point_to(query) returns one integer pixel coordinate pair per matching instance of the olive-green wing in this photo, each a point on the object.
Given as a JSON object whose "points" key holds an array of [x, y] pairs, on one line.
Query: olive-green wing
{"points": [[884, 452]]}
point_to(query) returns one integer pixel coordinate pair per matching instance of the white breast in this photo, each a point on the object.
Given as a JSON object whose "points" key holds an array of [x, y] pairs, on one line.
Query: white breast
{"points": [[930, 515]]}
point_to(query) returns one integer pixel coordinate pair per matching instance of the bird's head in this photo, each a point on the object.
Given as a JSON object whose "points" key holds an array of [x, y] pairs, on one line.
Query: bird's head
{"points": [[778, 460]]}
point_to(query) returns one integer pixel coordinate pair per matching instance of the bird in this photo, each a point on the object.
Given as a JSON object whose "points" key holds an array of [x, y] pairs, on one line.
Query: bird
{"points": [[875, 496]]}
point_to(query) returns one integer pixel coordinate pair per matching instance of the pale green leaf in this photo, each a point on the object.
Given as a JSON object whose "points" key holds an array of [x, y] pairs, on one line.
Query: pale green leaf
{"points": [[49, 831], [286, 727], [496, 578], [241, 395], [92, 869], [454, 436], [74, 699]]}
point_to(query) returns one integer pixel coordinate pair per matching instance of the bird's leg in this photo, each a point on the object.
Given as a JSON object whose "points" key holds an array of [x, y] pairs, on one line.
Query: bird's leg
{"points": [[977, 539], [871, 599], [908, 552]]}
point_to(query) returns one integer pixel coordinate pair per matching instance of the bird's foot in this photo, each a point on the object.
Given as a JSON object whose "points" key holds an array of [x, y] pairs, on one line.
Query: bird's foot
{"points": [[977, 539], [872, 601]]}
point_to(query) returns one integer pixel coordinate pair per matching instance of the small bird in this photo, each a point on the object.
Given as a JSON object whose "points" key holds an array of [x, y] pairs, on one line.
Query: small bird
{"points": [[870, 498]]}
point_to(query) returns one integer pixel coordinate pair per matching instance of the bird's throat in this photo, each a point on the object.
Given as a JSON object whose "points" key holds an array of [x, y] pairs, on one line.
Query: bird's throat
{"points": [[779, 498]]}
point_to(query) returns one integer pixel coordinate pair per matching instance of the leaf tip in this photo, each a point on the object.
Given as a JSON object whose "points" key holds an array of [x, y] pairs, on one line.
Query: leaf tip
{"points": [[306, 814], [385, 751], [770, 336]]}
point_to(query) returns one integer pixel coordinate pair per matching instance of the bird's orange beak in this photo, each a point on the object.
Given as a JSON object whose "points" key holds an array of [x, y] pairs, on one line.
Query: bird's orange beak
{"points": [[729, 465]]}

********************

Copy the entries above word for word, starting with the first line that contains "the bird's throat" and continuing through the last line of the entries, with both ends included.

point_to(query) returns one integer pixel coordinate pair per matching instance of the bird's throat in this photo, each a point on the object.
Given as a JSON object whose "points" key holds an array of [x, y] pairs, on one line.
Query: bird's throat
{"points": [[779, 498]]}
point_to(query) returns one integer pixel coordinate pair per matching instance of the leaf tip in this photo, each a point on the object.
Given as a JSON object whose "points" key holds an array of [x, y] pairs, on one line.
Query: leaf tip
{"points": [[306, 814], [385, 751], [770, 336]]}
point_to(query) returns one integer pixel coordinate pair per matching instance of the bird's orange beak in this photo, each a point on the object.
Given as a JSON object whose "points" key holds an array of [x, y] pairs, on one line.
Query: bird's orange beak
{"points": [[729, 465]]}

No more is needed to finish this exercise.